Pasos a seguir:
**a)** Extrae literalmente del fragmento sobre la peste el pasaje que empieza con "En el libro" y continúa hasta "el cuerpo humano.".
**b)** Responde, por favor, estas preguntas sobre el fragmento sobre la peste:
(i) Según la cita del Génesis, ¿con qué formó Yahveh-Dios al hombre?
(ii) ¿Qué años abarcó la epidemia que diezmó a Atenas?
(iii) ¿En qué tragedia de Sófocles aparece la frase sobre un dios portador de fuego?

Extracto del documento:

En el libro del Génesis bíblico se cuenta el origen de nuestra especie : “Entonces Yahveh-Dios formó al hombre con polvo del suelo e insufló en sus narices aliento de vida, y resultó el hombre un ser viviente” (Gen. 2,7). Un soplo divino le dio vida a una masa todavía informe para convertirla en un ser humano. Es increíble cómo esa narración adquiere, en las circunstancias del momento, una impresionante actualidad. Desafortunadamente, es el aliento, pero un aliento humano infectado, el que transmite la peste. Y también la muerte, si Tánatos prosigue su viaje por el cuerpo humano.
Esté uno a favor de la narrativa creacionista o de la evolucionista, lo cierto es que el ser humano ha desarrollado su existencia en medio de guerras, de cataclismos, de enfermedades. El historiador griego Tucídides hizo una lectura moral de la epidemia (430-426 a.C.), que diezmó a Atenas durante la Guerra del Peloponeso : “La epidemia acarreó en la ciudad una mayor inmoralidad (…) Ningún temor de los dioses ni ley humana los detenía; juzgaban que daba lo mismo honrar o no a los dioses, dado que veían que todo el mundo moría igualmente (…); pendía sobre sus cabezas una condena mucho más grave que ya había sido pronunciada”. En el trasfondo de la catástrofe, Tucídides está señalando la fatalidad, -la diosa Ate-, que derrama su venganza sobre los seres humanos. Sófocles lo decía en la tragedia “Edipo rey” : “Un dios portador de fuego se ha lanzado sobre nosotros, y atormenta la ciudad con la peste, el peor de los enemigos”.

Ítems almacenados de una colección:
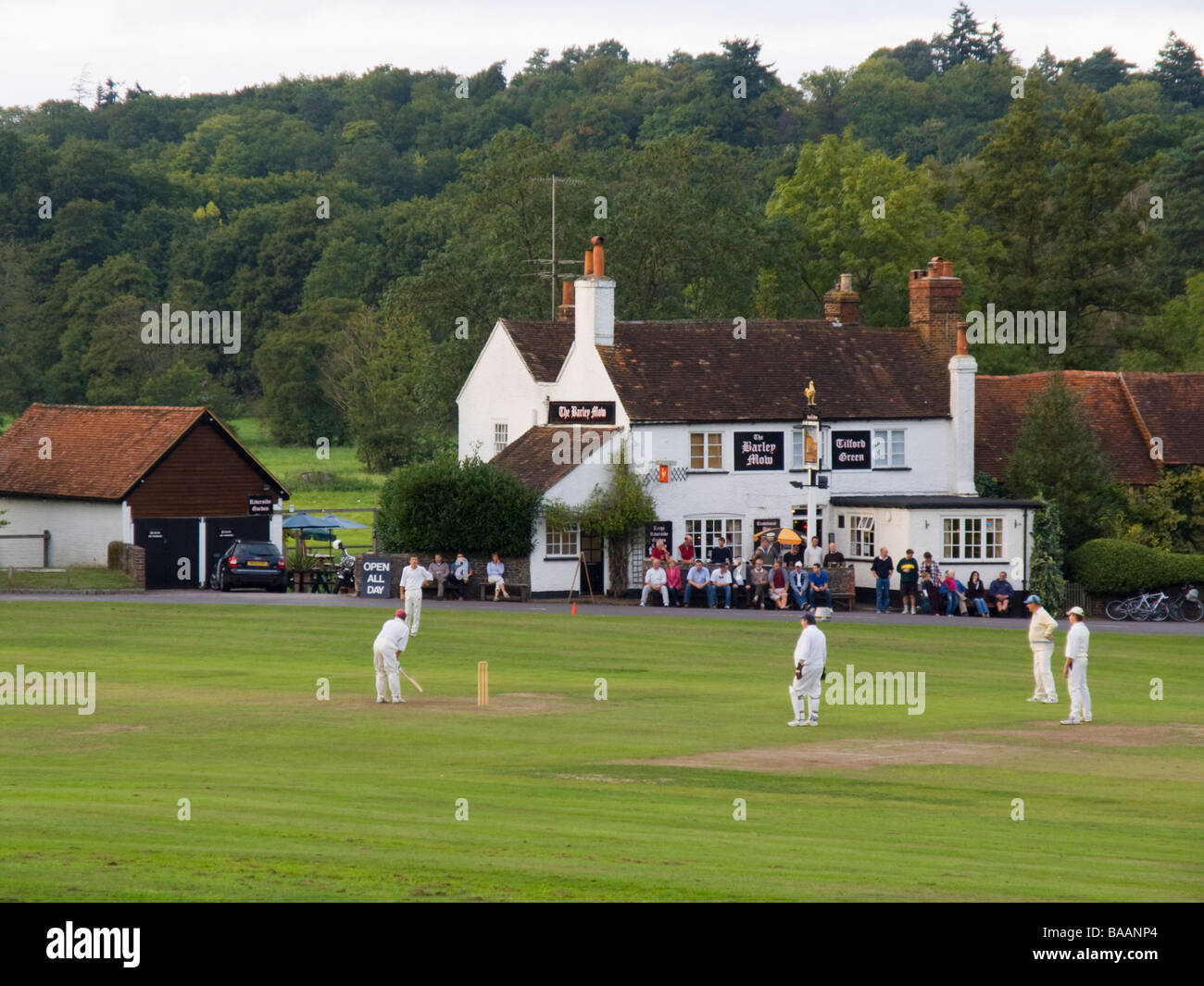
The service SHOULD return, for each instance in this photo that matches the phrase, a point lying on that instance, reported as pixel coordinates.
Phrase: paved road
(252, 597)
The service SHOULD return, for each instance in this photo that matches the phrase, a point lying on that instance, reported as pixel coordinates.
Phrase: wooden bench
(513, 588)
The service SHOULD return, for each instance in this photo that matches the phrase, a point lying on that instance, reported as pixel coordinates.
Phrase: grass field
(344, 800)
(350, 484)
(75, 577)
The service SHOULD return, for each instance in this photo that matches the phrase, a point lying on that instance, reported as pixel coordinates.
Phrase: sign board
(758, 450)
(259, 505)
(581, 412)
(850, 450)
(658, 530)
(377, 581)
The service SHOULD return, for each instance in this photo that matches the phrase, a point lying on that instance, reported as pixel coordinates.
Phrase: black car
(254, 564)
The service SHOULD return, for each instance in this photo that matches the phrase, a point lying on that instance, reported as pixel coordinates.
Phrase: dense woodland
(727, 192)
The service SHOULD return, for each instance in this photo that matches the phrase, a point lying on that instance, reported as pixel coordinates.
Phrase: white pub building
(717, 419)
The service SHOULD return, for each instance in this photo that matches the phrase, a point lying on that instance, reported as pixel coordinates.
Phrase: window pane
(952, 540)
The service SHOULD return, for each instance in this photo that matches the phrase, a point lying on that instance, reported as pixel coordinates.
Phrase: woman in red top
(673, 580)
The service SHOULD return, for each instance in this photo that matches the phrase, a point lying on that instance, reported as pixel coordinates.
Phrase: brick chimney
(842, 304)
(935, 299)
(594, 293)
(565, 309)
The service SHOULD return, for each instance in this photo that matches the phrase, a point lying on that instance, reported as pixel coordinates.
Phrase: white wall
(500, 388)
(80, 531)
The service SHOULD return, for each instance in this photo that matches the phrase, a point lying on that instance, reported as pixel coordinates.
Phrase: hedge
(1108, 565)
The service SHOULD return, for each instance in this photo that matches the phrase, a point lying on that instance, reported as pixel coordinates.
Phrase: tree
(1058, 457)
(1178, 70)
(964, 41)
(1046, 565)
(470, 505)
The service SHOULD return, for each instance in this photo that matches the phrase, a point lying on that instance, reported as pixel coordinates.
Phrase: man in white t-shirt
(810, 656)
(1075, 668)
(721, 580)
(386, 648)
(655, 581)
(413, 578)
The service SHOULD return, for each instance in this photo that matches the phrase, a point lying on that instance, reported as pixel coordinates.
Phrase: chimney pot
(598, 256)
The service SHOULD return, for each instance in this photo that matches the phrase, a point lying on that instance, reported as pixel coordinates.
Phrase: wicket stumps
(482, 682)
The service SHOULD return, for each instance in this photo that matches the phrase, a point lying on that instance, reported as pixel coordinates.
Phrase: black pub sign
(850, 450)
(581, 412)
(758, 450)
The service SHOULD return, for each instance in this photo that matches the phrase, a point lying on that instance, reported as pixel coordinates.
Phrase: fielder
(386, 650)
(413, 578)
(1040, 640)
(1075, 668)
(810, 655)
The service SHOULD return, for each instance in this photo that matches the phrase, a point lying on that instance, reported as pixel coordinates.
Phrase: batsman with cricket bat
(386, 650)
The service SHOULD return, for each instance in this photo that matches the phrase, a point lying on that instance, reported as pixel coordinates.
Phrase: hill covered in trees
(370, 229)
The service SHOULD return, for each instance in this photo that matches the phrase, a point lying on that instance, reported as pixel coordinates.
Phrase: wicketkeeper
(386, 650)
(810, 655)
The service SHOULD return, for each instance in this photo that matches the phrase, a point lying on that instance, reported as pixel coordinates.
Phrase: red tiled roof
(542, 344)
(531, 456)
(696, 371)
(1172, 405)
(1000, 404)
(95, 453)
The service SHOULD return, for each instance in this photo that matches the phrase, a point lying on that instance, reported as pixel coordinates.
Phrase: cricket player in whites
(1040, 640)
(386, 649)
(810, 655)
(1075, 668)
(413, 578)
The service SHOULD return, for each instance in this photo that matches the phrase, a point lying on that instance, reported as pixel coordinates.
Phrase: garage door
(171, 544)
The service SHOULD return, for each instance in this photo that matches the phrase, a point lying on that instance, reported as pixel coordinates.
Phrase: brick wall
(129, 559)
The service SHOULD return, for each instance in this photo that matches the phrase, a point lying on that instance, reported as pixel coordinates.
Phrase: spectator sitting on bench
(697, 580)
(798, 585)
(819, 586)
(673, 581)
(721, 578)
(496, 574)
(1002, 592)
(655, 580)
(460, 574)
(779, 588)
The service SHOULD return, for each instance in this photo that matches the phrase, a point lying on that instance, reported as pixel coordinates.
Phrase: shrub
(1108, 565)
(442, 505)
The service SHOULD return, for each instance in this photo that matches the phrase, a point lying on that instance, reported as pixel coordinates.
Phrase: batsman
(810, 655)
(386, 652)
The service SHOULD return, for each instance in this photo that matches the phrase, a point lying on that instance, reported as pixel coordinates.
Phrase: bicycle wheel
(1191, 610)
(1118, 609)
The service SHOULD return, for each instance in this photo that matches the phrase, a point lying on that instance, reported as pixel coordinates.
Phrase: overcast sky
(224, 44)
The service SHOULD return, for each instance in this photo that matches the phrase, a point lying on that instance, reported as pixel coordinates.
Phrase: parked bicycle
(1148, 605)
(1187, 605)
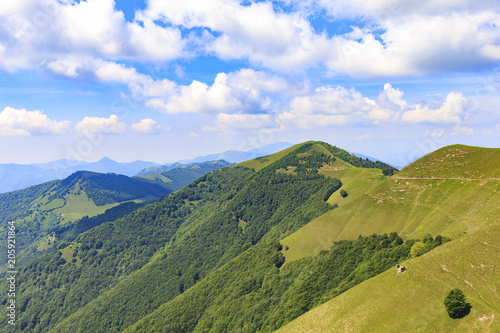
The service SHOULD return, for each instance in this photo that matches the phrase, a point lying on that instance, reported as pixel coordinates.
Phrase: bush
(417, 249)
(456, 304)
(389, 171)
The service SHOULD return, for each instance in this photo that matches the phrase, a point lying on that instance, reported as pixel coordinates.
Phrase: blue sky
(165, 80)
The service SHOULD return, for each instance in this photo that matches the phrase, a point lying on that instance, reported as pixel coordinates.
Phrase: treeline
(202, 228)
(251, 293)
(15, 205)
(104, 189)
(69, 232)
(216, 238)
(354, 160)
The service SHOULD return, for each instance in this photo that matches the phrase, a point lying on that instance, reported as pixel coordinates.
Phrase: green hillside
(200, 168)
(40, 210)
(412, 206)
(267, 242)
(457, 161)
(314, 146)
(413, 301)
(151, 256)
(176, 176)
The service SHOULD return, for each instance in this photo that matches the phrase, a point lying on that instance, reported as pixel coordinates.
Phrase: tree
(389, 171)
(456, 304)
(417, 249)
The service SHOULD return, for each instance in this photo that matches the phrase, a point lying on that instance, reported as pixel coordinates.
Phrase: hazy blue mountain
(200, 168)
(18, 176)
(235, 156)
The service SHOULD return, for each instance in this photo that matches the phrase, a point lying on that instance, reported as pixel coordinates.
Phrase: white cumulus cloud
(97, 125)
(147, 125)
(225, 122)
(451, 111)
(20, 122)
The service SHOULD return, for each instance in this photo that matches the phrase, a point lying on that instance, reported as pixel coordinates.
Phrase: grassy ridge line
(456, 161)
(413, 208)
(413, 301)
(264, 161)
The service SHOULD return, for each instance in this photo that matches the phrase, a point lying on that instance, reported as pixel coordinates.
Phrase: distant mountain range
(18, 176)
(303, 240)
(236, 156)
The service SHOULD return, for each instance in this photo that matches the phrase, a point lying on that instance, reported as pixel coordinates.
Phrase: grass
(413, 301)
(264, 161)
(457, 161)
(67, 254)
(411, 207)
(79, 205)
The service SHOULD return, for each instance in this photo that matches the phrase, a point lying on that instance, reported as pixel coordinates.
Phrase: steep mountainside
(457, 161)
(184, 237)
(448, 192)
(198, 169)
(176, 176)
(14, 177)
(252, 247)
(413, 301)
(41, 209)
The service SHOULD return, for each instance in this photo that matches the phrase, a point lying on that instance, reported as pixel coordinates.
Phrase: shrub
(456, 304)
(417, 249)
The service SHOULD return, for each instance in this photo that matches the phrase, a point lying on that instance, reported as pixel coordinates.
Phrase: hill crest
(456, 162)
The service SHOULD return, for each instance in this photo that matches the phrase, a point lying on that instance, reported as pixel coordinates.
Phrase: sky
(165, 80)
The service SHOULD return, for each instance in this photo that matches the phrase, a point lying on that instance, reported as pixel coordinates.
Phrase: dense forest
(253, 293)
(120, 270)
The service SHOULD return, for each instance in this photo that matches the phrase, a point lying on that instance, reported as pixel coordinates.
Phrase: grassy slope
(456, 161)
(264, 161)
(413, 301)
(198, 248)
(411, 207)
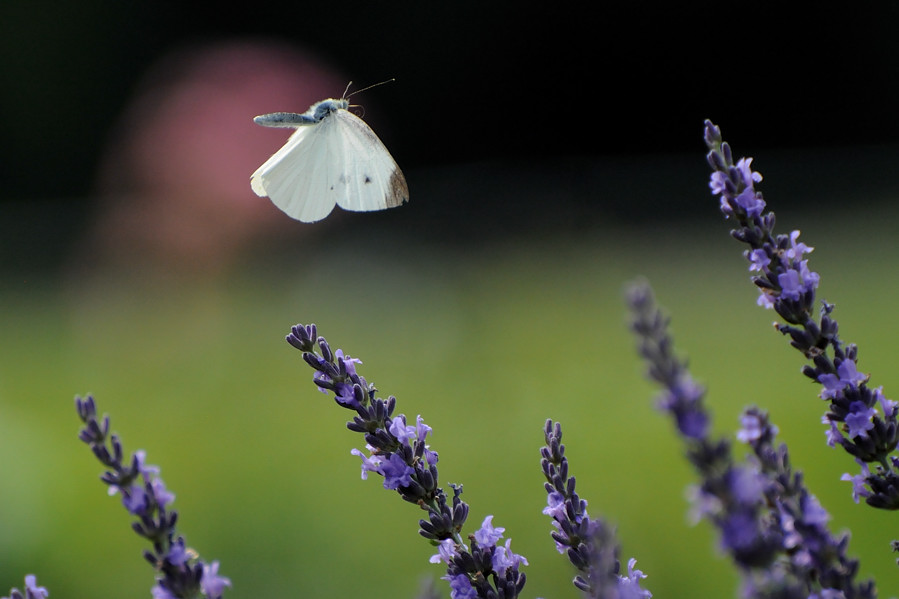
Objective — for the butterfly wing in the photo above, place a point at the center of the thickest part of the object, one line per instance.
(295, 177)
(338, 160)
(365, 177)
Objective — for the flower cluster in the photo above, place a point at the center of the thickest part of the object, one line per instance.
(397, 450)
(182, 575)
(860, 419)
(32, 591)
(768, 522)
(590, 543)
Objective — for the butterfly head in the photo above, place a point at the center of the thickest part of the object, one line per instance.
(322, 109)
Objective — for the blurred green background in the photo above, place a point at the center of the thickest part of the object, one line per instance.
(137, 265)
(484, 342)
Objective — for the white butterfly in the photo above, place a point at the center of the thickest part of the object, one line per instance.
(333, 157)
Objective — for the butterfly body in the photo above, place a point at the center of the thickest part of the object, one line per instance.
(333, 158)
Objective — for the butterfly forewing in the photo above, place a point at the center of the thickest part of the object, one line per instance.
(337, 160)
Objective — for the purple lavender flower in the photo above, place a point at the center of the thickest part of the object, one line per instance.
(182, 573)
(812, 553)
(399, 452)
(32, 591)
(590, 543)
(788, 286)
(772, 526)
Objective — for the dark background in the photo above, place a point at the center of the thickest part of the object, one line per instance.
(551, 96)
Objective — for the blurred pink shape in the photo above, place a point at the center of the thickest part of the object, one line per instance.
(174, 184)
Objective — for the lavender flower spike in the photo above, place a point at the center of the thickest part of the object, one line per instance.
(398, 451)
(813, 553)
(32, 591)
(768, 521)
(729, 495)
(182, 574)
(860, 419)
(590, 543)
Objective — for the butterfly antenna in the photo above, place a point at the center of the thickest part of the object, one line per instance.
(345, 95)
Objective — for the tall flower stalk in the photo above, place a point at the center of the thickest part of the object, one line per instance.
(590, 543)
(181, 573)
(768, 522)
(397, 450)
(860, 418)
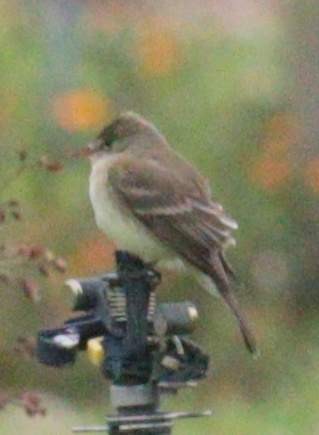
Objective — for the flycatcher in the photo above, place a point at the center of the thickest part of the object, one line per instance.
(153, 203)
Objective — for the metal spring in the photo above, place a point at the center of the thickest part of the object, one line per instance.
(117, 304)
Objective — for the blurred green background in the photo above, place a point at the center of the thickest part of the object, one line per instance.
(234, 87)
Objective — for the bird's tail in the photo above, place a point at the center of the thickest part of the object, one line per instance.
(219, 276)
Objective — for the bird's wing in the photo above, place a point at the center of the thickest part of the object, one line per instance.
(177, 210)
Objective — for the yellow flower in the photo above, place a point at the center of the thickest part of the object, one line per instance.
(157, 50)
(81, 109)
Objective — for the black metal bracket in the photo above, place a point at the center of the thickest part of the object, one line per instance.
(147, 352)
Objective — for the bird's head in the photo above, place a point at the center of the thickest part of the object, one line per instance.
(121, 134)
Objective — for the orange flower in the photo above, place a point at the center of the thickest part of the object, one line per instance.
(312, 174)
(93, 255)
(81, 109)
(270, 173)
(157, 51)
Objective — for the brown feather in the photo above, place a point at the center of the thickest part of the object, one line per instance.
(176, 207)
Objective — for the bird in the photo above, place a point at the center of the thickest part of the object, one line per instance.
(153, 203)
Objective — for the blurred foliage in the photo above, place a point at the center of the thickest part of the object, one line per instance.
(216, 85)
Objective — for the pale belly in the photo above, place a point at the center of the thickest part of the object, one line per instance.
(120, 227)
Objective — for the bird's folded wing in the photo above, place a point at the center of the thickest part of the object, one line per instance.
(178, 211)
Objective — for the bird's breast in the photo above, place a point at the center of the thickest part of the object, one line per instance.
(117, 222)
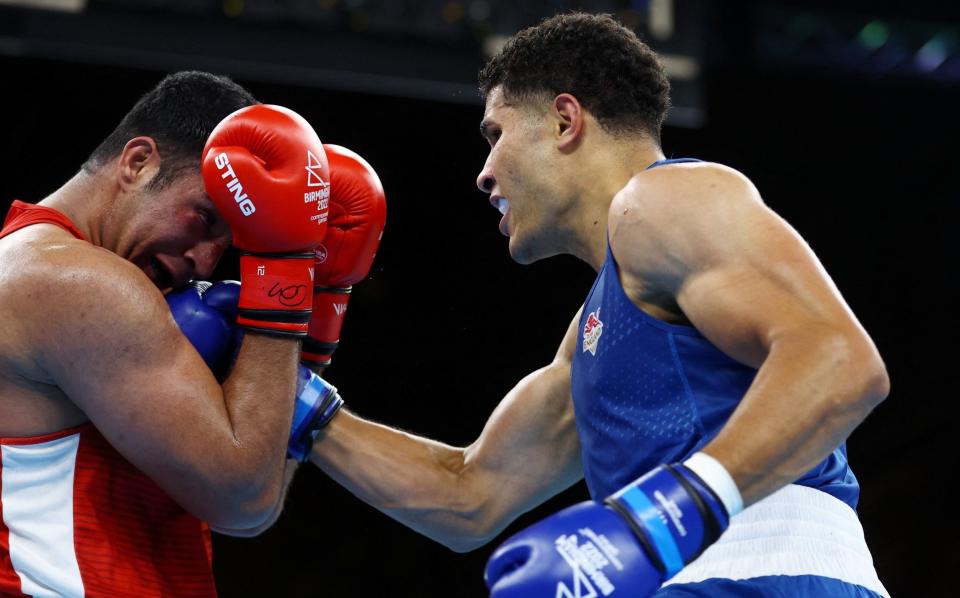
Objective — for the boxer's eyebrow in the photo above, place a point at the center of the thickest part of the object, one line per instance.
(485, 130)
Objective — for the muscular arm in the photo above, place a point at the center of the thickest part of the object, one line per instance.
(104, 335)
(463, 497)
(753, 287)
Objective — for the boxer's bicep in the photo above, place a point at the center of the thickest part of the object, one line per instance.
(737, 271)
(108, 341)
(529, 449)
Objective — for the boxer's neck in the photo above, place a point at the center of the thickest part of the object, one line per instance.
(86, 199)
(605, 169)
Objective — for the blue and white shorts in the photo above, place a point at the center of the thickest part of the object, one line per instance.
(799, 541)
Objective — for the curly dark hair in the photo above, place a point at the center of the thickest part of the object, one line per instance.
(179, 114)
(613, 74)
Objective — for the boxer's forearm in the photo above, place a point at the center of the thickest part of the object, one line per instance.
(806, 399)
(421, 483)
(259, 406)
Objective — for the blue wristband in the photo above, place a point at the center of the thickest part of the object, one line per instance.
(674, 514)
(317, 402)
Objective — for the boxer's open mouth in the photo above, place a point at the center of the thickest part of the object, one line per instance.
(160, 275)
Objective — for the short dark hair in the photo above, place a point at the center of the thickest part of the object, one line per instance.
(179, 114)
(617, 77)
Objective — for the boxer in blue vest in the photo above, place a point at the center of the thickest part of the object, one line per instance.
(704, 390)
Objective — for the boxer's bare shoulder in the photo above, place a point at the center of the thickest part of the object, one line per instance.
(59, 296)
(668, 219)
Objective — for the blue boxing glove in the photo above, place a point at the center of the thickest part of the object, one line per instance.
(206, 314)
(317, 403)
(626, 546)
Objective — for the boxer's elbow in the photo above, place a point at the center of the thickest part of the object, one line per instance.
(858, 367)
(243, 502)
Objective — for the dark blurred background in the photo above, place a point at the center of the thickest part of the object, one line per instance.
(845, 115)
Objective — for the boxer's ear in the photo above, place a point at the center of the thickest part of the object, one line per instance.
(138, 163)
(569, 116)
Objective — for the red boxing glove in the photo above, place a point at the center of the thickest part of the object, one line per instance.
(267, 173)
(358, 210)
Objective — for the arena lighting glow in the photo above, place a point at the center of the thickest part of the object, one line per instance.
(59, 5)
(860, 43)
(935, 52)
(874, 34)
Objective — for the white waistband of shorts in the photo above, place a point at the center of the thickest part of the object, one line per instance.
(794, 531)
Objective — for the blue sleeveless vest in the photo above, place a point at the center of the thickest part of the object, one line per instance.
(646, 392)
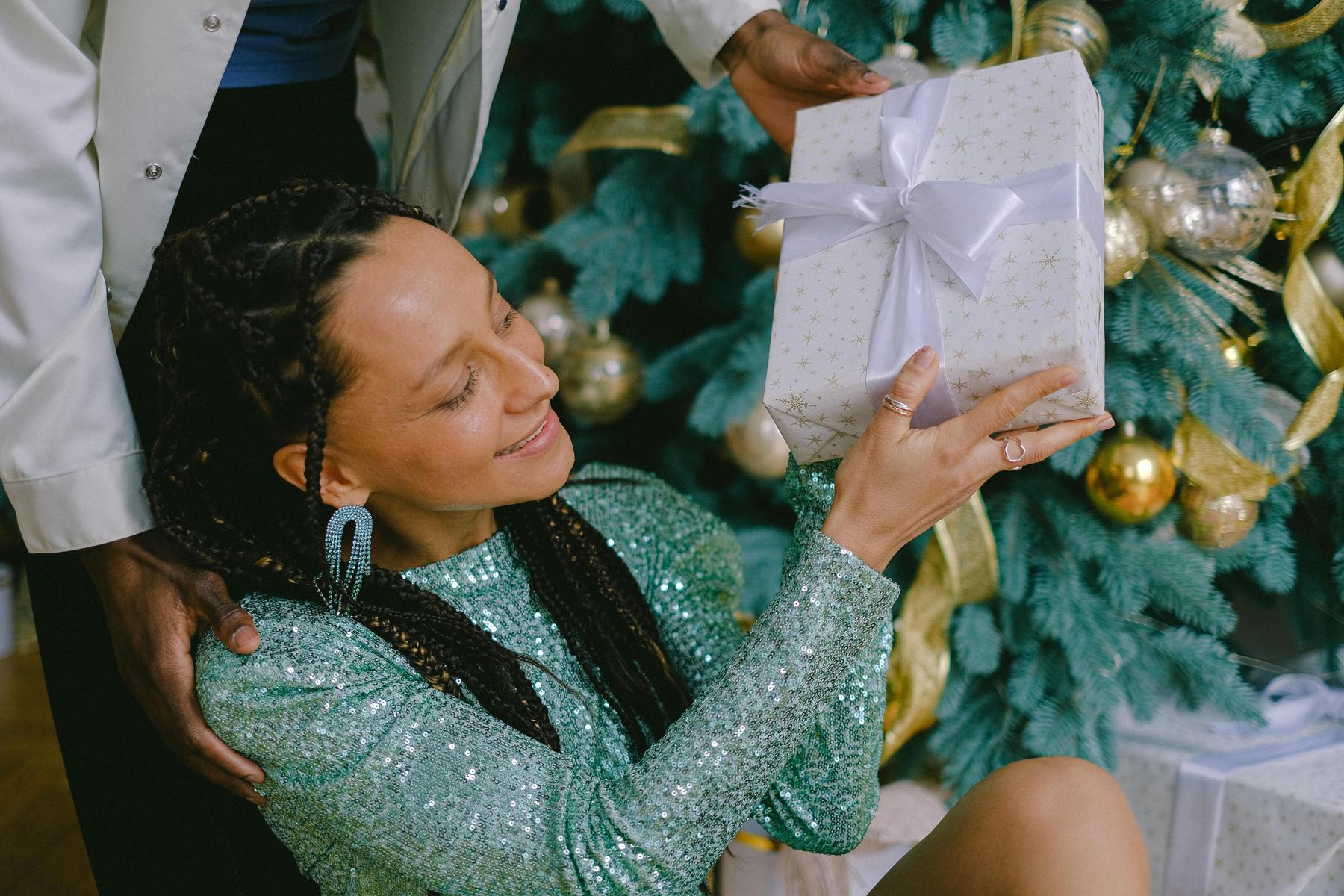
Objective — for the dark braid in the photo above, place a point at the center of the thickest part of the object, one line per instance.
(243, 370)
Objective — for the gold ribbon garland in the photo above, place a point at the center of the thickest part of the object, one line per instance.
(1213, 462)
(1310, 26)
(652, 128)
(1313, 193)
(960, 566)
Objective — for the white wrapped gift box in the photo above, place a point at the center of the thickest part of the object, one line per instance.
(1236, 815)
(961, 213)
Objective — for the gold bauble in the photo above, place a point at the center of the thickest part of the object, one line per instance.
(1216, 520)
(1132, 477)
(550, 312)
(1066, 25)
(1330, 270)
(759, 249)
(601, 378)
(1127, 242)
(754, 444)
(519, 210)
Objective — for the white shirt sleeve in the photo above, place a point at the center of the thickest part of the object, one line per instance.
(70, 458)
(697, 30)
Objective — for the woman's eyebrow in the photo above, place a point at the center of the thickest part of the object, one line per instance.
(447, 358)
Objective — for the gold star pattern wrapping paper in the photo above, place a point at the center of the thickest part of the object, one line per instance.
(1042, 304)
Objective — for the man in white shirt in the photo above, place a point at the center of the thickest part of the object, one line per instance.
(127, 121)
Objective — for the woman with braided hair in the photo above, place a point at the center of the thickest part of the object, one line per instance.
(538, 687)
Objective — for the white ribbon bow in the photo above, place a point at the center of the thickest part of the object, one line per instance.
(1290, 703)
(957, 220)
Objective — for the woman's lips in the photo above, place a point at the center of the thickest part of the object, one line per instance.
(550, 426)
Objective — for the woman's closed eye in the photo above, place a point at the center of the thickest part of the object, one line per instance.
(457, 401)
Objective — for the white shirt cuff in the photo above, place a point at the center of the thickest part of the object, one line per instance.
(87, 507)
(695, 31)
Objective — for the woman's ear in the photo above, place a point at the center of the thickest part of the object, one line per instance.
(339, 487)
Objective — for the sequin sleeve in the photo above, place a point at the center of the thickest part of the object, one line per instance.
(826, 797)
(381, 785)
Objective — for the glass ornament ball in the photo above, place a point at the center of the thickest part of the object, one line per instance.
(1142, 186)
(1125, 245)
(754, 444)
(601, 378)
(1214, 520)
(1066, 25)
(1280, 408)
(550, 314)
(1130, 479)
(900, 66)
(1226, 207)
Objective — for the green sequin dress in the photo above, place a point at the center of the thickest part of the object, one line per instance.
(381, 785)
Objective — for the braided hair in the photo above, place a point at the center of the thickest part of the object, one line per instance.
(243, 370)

Resultados en orden:
**a)**
En el libro del Génesis bíblico se cuenta el origen de nuestra especie : “Entonces Yahveh-Dios formó al hombre con polvo del suelo e insufló en sus narices aliento de vida, y resultó el hombre un ser viviente” (Gen. 2,7). Un soplo divino le dio vida a una masa todavía informe para convertirla en un ser humano. Es increíble cómo esa narración adquiere, en las circunstancias del momento, una impresionante actualidad. Desafortunadamente, es el aliento, pero un aliento humano infectado, el que transmite la peste. Y también la muerte, si Tánatos prosigue su viaje por el cuerpo humano.

**b)**
(i) Con polvo del suelo.
(ii) De 430 a 426 a.C.
(iii) En "Edipo rey".